[Your assignment] Keep the pictures out. Restate the entries below word for word.

── Provided data ──

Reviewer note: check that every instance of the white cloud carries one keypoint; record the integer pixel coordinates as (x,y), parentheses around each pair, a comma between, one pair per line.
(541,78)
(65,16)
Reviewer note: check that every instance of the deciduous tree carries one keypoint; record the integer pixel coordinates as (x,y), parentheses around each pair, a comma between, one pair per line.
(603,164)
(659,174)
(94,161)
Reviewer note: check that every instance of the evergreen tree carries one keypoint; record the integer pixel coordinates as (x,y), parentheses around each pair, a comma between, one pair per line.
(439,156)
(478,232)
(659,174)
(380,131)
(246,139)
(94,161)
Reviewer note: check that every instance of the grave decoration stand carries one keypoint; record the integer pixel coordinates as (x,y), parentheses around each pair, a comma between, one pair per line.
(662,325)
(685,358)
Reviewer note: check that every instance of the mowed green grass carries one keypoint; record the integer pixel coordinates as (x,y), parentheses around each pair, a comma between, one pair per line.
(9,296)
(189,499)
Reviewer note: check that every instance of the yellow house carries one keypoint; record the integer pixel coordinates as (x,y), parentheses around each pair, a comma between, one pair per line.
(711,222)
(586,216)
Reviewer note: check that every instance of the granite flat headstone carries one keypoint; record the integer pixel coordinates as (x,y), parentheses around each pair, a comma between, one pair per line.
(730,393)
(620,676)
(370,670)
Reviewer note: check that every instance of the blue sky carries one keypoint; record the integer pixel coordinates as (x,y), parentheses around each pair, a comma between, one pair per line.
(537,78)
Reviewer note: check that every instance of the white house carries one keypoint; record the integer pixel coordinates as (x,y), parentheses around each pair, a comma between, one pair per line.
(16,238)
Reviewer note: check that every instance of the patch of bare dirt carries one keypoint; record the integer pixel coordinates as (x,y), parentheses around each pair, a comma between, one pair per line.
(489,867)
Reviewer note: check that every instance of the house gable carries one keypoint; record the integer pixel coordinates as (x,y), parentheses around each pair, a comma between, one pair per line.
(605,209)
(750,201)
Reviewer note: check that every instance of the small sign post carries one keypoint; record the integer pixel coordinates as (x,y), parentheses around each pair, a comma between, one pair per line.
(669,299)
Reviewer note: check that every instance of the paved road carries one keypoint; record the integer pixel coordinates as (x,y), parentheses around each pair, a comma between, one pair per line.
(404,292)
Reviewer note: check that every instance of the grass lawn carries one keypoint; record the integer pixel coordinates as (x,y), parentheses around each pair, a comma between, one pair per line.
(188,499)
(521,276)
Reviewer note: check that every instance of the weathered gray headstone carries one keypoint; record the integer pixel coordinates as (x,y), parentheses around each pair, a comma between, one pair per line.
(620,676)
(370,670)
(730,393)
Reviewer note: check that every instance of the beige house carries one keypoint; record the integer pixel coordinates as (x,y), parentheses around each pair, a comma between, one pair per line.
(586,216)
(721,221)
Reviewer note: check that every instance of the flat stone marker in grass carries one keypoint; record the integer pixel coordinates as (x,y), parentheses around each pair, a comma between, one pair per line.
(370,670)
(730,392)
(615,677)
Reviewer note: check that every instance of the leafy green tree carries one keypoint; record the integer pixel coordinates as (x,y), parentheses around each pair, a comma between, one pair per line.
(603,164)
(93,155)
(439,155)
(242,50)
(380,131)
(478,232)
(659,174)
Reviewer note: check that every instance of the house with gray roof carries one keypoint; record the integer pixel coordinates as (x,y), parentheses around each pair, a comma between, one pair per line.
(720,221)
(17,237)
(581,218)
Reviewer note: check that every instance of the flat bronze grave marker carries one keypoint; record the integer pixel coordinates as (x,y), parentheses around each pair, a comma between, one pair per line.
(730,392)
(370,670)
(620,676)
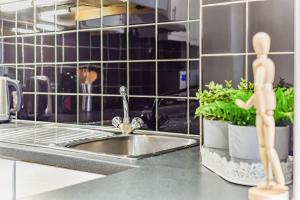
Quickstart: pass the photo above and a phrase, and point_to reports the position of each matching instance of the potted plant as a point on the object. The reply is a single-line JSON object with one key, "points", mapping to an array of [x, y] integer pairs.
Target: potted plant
{"points": [[215, 128], [243, 140]]}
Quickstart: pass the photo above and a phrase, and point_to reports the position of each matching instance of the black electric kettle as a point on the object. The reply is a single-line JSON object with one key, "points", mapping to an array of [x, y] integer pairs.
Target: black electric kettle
{"points": [[6, 100]]}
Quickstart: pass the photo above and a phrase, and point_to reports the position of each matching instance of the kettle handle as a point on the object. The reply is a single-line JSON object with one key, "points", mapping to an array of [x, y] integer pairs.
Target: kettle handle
{"points": [[16, 85]]}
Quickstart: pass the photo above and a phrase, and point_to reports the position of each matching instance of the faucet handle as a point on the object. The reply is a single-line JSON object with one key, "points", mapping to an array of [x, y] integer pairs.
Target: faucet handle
{"points": [[116, 121], [123, 90], [137, 123]]}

───

[Solved exercise]
Reviewer note: check that every instance of the white cloud carries one keypoint; record the integer pixel coordinates as (x,y), parentheses around each pair, a comma between, one pair per line.
(541,78)
(65,16)
Reviewer note: check that every instance of the deciduous tree carries one keypoint; record the integer pixel coordinates as (x,y), parentheses around each pair, a comma between, one pair per line.
(603,164)
(659,174)
(94,161)
Reviewer note: check that every instance of the evergreen tree carries one keypoint; record the integer pixel coordinates as (x,y), parentheses around each pair, a comma between, one pair per line.
(439,156)
(478,232)
(659,174)
(380,131)
(246,139)
(94,161)
Reviewer note: check that every instance of the grave decoration stand carries one keypoint; record the integer pixel coordinates as (x,y), parentheses around each pair, a comma between, one pair per line.
(662,325)
(685,358)
Reviewer note: check that every instance of the mowed green grass carries one keypoint; record the integer pixel coordinates as (x,y), parentheses around each pair, a comma between, one pair per line.
(9,296)
(189,499)
Reviewer note: check that every instance of the yellow house carries one keypoint; record the integer pixel coordinates as (x,y), parentheses around each pair, a comma between, one pair per line.
(711,222)
(586,216)
Reviewer note: check that every instance of the granite flat headstone carries one keypoint; record the integer pixel coordinates as (x,y), parentheses around each pair, a comma between, one pair per line.
(730,393)
(620,676)
(370,670)
Reviewer note: check that every instance of the blue sky carries one keypoint; record the integer pixel coordinates as (x,y), parentheses around each pair, a comma between, one pair per line.
(537,78)
Reviewer note: check that every instance of the white house carries one keypoint; record the integer pixel coordinates as (x,y), parentheses around each pair, a comma between, one pair per line.
(16,238)
Reviewer note: check that every instance of the patch of bare dirt carries one keypoint; record the integer pixel coordinates as (x,y), parentheses around each pair, a comma between, one pair per line.
(489,867)
Reviewer note: check that every instance of the house gable carries one keypoint; record the integer pixel coordinates as (x,y), parentheses around each pair, a comma between, one pair per line.
(605,209)
(750,201)
Reviewer note: check that every instance of the small sign post carries one keypoint; record the integer pixel coordinates as (x,y), parentheses around each pair, a comma between, one pair per line.
(669,299)
Reviewer note: check that every instance of the paved road carries one keypoint; record the integer pixel coordinates as (x,y), parentheses around each pair, a comma between, one pair per line.
(404,292)
Reviewer note: check that every instance of the grass lawn carries one keypoint; record the integer pixel coordinates as (x,y), parentheses around each pair, a comma between, one pair per line.
(188,499)
(521,276)
Reviewer note: check that every instance of the weathered gray headstone carries one keypoint; record the integer pixel coordinates as (x,y), parentheses around each pair, a comma between, one pair per line.
(620,676)
(370,670)
(730,393)
Reviewer note: check that every instance of the beige house carries one keypoint; record the integer pixel coordinates as (x,y), parentheses around each pair, a comma between, one pair per line.
(586,216)
(721,221)
Reviewer note: check that every instance of the flat stone marker in grass carries one keypoint; record the integer pixel coordinates as (x,y), parentheses around each pair, a comma between, one pair per line.
(370,670)
(730,392)
(615,677)
Reviewer note: check that every instance of the leafy green tree carries one keypoint; record the integer pixel coordinates as (x,y), parentheses around each pair, a comma between, one pair per line.
(603,164)
(93,155)
(439,155)
(242,50)
(380,131)
(478,232)
(659,174)
Reviewer note: check that every instance of the house with gray roof carries one keypoint; record the integer pixel coordinates as (x,y), parentheses around each pair, a comma between, one pair per line.
(720,221)
(17,237)
(581,218)
Reviewer note: check that every instance of the flat bronze grave marker carries one keypoint; record the integer pixel coordinates as (x,y), parentheses around each pair, a comma between, one pair per line.
(730,392)
(370,670)
(620,676)
Quickstart: pass the photo above and a phrase, and point_to reports the position of each matching instance of the potted plant as a point on the object. The reply is a single-line JSON object with one key, "points", mapping to an array of [x, y] integer pairs.
Target: potted plant
{"points": [[215, 128], [243, 140]]}
Quickstart: pass the photo above and a phrase, and point_to reports the position of each matching instance of the black electric kettle as a point on the object. The reply is a single-line JSON object with one key, "points", mapping to an array of [x, y] integer pairs.
Target: black electric kettle
{"points": [[6, 100]]}
Quickstart: pass the photo above and a phrase, and point_to reports the position of each matching instance of the kettle handle as a point on the object. The reply is a single-line JSON object with one key, "points", mapping to an array of [x, y] integer pairs.
Target: kettle handle
{"points": [[16, 85]]}
Quickstart: pass the photo above and a phrase, and point_to reports the position of each matching instance of the faucet handle as a point on the object. The reply is a single-line JSON object with one key, "points", mapping to an array of [x, y] integer pairs.
Target: faucet handle
{"points": [[116, 121], [123, 90], [137, 123]]}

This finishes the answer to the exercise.